| WORK REQUEST |
Write out each line of the material below exactly as given.
┌─ GIVEN INFORMATION
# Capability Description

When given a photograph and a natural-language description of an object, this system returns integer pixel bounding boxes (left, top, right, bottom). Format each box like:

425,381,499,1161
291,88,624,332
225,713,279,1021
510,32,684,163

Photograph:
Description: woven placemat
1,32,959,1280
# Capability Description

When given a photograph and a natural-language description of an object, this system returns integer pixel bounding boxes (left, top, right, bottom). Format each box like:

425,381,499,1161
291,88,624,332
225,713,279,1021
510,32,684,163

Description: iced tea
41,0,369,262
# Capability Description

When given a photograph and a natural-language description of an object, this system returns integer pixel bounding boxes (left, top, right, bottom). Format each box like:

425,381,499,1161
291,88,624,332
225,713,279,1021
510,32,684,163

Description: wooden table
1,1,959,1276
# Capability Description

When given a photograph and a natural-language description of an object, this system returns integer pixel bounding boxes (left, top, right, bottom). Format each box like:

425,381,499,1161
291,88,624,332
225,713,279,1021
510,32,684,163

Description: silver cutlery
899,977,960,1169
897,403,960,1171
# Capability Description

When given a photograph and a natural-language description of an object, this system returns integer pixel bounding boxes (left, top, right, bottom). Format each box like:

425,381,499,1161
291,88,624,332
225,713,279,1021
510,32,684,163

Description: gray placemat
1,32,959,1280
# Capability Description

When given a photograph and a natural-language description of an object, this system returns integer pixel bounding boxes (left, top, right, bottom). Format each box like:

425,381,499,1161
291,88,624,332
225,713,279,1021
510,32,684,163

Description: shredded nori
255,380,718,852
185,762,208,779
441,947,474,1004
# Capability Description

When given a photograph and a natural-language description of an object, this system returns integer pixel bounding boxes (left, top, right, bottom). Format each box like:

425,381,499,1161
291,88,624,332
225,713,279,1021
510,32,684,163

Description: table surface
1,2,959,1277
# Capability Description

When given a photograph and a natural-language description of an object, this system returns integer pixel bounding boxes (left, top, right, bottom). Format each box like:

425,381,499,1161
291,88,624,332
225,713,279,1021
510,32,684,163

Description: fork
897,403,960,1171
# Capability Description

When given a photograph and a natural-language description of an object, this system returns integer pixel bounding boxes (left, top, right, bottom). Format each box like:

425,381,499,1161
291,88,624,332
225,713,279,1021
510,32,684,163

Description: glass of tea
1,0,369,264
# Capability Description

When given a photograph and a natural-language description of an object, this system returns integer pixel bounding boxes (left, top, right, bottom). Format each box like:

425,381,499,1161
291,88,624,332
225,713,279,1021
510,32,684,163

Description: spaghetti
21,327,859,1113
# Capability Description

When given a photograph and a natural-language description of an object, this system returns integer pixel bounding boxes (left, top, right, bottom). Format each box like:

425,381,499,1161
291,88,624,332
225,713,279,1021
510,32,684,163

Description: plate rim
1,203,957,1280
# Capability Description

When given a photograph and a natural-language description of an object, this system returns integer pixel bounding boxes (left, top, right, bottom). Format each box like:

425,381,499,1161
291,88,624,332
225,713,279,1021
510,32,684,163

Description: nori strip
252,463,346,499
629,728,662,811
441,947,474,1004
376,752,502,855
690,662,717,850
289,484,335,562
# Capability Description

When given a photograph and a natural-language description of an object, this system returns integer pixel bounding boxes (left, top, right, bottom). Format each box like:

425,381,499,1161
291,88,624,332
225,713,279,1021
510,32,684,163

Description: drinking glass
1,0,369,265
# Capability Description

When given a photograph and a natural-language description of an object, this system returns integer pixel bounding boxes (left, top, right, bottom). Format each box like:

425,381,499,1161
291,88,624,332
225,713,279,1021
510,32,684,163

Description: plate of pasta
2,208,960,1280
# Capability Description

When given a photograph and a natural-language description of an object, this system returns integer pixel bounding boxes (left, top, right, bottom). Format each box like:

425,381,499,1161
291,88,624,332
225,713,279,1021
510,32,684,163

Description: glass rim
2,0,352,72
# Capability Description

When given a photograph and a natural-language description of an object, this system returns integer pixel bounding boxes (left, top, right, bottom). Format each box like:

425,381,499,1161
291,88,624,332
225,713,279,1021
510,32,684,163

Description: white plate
└─
| REPLY TO THE TASK |
# Capability Description

When given a photograph and a natural-language description of an object, this system returns integer pixel bounding boxes (left, top, right, bottom). Format each box like:

425,381,499,1161
291,88,624,332
225,713,279,1021
510,32,684,163

Photograph:
Description: woven placemat
1,32,959,1280
# Capability Description

When given a photograph and a natural-language description of an object, this system returns integer pixel bounding boxes (left, top, right, bottom). Format each box like:

425,381,499,1161
291,88,624,332
225,713,279,1021
510,32,684,163

Description: iced tea
41,0,369,262
# Capability Description

When given a photograph and a natural-language description of an object, this system returns integer pixel bounding boxes (left, top, right, bottom). Format each box like:

425,381,499,1161
291,88,624,332
225,713,279,1021
510,32,684,163

Description: wooden table
1,1,959,1276
# Capability Description

When given a photograph and a natural-language description of an object, this system returns integer pixel bounding boxes (left, top, right, bottom). Format each box like:

425,381,499,1161
291,88,624,332
225,713,279,1021
510,32,684,163

Description: silver cutlery
899,977,960,1169
897,403,960,1171
# Capability Description

When given a photograph and a natural-language description of an object, this system returns integer pixel bounding boxes (left, top, right, bottom). Format each box like:

425,381,499,1161
291,88,624,332
225,713,279,1021
510,32,684,163

Description: gray placemat
1,32,959,1280
# Capability Description

When given a photograph and a natural-language description of an object, this system returns integer pixel bounding boxes (left, top, right, bottom). Format each box like:

425,381,499,1161
291,88,624,332
225,713,279,1021
510,32,684,163

Description: shredded nori
255,380,718,852
185,762,208,779
441,947,474,1004
# Capability Description

When given a photograph and a natural-language description of an object, this system returns integer pixel bounding boxes (left, top, right, bottom). Format each box like:

425,381,499,1161
291,88,624,332
225,713,279,1021
510,32,684,163

Description: table surface
1,2,959,1277
# Capability Description

When given a photograph and a natural-language description of an object, this system returns integer pixel bounding boxes (left, top, right, bottom). Format each box like:

425,381,499,1161
291,88,624,332
225,713,279,1021
510,32,684,163

Description: fork
897,403,960,1171
# Capability Description

When given a photograph and a natural-language description of an object, this system returns integer pixel bounding boxes (left, top, right, bottom). Format each box like:

425,381,499,1161
291,88,624,332
225,713,279,1021
510,32,684,163

Description: glass of tea
1,0,369,264
# Capability Description

When given a photograph and a natural-language description of an object, this system returns integer pixel bounding boxes (left, top, right, bottom). Format each box like:

425,381,499,1161
291,88,624,332
225,713,279,1021
510,32,684,163

Description: spaghetti
21,327,859,1113
# Capability Description

When given a photograph and a natural-language description of an object, this system returns integer pixel bounding boxes (left, top, right, bottom). Format each box like:

425,381,499,1161
291,88,624,332
225,713,279,1021
510,32,684,163

Description: plate rim
1,203,957,1280
# Capability Description

When given a photograph and a natural-language description of an object, this system returns integer pixel bounding boxes (left, top, right, bottom). Format each box like:

425,381,499,1161
291,88,624,332
225,713,279,1021
510,32,684,163

Description: nori strip
252,463,346,499
629,728,662,811
441,947,474,1004
376,752,502,855
690,662,717,850
289,484,335,562
# Capability Description

When given a photograph and a natural-language description of an object, this system returns integer pixel bounding boxes (left, top, right, bottom). Format each box like:

425,381,499,1161
291,88,624,332
225,713,279,1021
510,32,684,163

Description: drinking glass
1,0,369,265
# Capability Description

When given a photograph and a natural-language description of an object, this system returns integer pixel bounding boxes (left, top, right, bottom). Format each box like:

425,381,499,1161
291,88,624,332
225,713,279,1021
510,32,684,163

Description: plate of pasta
2,208,960,1280
# Capability Description

When given a photograph and a natural-language description of an object, this system returns integer pixel bounding boxes (left, top, right, bottom). Format each box like:

425,381,499,1161
291,88,624,332
225,713,279,1021
510,32,684,163

Description: glass rim
2,0,352,72
# Capability Description

When given a photograph and a natural-language description of an object, this system returns integer pixel bounding boxes (left, top, right, bottom). Format each box like:

425,381,499,1161
291,88,624,332
225,713,279,1021
510,32,684,163

Description: white plate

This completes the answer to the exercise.